* Records from a collection *

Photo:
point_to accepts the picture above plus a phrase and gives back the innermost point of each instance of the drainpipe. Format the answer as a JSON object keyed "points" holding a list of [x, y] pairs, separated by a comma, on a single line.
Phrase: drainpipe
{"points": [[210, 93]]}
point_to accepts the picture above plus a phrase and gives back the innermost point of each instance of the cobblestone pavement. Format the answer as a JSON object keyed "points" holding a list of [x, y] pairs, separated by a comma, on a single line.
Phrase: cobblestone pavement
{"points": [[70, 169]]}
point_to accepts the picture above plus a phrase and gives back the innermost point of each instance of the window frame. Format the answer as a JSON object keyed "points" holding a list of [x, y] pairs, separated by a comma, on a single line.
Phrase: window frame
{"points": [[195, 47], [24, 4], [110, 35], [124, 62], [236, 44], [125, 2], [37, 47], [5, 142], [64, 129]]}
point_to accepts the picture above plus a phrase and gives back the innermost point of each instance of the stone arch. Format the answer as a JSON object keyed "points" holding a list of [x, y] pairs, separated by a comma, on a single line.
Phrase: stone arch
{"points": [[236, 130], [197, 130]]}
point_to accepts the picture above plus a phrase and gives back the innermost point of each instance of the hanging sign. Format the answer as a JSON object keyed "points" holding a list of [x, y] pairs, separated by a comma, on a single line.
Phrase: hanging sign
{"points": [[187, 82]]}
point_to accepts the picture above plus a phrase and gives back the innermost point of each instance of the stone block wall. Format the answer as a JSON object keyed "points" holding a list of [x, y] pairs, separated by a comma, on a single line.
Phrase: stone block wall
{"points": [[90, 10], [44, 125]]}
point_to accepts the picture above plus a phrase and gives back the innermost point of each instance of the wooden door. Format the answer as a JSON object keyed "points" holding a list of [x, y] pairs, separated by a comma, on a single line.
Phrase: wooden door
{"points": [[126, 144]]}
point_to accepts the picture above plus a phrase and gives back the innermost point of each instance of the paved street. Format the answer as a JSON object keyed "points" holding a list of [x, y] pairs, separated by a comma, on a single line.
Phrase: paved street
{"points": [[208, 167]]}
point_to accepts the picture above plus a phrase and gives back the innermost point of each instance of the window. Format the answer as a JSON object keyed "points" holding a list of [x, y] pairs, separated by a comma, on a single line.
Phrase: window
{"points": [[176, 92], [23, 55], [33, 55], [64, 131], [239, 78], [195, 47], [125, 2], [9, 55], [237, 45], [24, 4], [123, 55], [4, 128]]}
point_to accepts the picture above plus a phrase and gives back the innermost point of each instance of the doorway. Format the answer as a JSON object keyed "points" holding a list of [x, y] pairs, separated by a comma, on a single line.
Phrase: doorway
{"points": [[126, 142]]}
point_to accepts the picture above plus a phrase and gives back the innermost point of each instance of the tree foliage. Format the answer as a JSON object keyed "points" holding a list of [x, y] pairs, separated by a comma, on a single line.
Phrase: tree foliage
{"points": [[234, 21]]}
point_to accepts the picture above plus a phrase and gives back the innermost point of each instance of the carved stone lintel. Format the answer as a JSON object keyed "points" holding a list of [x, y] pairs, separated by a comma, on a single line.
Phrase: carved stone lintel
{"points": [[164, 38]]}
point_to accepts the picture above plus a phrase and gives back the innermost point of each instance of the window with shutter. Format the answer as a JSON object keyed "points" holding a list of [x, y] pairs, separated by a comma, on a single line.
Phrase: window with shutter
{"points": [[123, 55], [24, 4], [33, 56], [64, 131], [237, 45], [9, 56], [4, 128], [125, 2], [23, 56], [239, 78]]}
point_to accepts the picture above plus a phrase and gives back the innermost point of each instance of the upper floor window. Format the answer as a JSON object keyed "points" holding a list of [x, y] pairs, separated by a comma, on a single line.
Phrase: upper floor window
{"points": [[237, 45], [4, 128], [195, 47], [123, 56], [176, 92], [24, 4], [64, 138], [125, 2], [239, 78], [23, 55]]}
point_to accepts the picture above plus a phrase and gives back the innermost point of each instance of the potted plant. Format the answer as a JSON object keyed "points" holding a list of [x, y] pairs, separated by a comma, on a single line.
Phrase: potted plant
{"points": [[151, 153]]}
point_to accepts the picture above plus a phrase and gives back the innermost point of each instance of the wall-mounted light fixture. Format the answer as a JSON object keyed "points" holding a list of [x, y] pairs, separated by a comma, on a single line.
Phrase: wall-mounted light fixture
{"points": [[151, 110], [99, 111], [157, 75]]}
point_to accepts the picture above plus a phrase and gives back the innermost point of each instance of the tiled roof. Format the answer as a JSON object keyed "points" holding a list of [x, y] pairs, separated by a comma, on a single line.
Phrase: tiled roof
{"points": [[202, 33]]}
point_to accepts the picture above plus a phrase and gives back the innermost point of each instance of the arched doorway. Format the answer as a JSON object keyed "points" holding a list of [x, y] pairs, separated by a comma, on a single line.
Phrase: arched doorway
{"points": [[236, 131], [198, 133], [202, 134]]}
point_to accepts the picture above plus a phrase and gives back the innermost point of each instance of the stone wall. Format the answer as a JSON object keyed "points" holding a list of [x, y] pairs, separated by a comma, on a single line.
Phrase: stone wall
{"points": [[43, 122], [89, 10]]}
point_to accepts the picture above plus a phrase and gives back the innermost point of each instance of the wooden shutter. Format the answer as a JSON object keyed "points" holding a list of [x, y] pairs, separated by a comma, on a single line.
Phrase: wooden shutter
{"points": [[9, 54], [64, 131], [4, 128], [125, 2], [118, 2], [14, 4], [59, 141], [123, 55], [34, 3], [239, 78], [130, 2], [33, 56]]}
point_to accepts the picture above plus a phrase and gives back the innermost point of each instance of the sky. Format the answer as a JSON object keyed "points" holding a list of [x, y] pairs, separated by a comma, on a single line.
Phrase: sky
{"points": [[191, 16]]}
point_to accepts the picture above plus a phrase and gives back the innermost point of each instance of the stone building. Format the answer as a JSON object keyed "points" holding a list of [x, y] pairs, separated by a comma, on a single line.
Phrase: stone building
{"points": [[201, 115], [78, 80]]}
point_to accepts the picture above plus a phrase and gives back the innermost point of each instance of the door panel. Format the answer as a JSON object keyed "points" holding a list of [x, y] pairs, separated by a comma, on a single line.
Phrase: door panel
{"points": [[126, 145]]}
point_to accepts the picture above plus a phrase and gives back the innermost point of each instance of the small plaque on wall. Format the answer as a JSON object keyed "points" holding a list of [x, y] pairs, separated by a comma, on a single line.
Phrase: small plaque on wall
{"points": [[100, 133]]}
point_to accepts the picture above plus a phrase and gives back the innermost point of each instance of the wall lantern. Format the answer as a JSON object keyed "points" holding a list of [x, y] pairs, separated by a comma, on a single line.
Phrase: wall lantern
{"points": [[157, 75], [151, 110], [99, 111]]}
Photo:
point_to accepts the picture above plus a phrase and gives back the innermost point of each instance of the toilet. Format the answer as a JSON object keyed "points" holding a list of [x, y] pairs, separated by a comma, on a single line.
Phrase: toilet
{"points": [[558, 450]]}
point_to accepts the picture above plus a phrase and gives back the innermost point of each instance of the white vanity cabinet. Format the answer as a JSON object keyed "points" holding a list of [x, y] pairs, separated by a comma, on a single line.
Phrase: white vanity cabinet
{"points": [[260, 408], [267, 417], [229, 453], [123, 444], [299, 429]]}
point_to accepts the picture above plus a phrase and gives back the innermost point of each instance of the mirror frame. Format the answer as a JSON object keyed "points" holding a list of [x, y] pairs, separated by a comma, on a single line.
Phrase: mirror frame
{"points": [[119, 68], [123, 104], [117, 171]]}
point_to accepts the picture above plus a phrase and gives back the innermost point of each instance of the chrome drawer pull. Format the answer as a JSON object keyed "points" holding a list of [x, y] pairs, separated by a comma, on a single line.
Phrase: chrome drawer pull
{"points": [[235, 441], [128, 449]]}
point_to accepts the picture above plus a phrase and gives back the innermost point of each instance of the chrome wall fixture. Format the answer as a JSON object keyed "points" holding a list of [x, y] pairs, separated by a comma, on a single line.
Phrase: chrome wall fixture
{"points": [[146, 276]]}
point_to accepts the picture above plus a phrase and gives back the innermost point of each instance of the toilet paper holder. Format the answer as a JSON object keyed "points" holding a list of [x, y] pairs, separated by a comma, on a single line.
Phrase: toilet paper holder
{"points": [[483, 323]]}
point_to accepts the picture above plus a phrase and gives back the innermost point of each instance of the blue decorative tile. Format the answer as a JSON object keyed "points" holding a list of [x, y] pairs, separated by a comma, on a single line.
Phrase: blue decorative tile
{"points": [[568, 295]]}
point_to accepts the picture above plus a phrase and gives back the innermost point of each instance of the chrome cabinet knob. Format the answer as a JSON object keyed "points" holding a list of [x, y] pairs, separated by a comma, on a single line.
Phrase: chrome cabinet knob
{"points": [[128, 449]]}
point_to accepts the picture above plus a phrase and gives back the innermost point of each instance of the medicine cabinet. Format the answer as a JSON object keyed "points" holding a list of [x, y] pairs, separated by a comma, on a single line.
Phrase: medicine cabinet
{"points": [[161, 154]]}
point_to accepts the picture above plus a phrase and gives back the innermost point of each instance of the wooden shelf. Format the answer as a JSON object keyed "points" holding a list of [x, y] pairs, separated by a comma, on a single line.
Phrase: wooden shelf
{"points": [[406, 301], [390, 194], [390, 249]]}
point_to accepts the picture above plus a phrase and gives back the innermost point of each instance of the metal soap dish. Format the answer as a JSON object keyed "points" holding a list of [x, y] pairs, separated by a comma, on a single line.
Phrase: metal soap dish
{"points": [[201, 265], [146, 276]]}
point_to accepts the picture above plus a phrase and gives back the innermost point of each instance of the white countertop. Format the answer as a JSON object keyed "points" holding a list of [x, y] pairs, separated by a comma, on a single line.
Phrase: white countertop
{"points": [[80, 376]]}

* WRITTEN TASK *
Give the lines from the one containing "the toilet paper" through the end of the entries again, exactly as written and with no other lines.

* EXERCISE SOLUTION *
point_to accepts the picture above plus a phrase and gives back the innermost point of each instance of the toilet paper holder. Format the answer as a JSON object keyed "points" holding a list of [x, y] pairs, separated by a comma, on a single line.
Phrase: toilet paper holder
{"points": [[483, 323]]}
point_to accepts the picture above plus a phrase and gives back the innermost point of each instance of the blue decorative tile. Format the answer as a JSON object keyed "points" holding a list of [x, y] pairs, separated by a comma, on a single line.
Phrase: blue decorative tile
{"points": [[568, 295]]}
point_to accepts the picture above plus a phrase and gives back the innermost point of each instance of the chrome cabinet knob. Format the answer as a JSON object keyed "points" holding a list of [x, y] pairs, separated by a comma, on a single line.
Phrase: chrome cabinet knob
{"points": [[128, 449]]}
point_to accepts the picture above plus a phrase and gives back the innermost point of each instance of the medicine cabinet. Format the answer as a JSON object keyed "points" holding a list of [x, y] pairs, separated by a comma, on a single line.
Phrase: medicine cabinet
{"points": [[161, 154]]}
point_to accepts the picture above plus a phrase and gives back the innermost point of each instance of the wooden shelf. Format the answer as a JSON object keyed "points" holding a list of [x, y] pairs, separated by a comma, on a single line.
Phrase: wooden shelf
{"points": [[406, 301], [390, 194], [390, 249]]}
point_to accepts the picture above plus a phrase and gives back the innermost point of each instance of the metal soap dish. Format the answer as a JSON object keyed "points" holding a list of [x, y] pairs, separated by a comma, on a single line.
Phrase: metal soap dish
{"points": [[201, 265], [146, 276]]}
point_to accepts the picture above plus a phrase and gives back the innermost point of each instance of the white countertop. Format the answer as a JSON object keyed "points" holding a list of [x, y] pairs, separated by a comma, on a single line.
Phrase: white countertop
{"points": [[80, 376]]}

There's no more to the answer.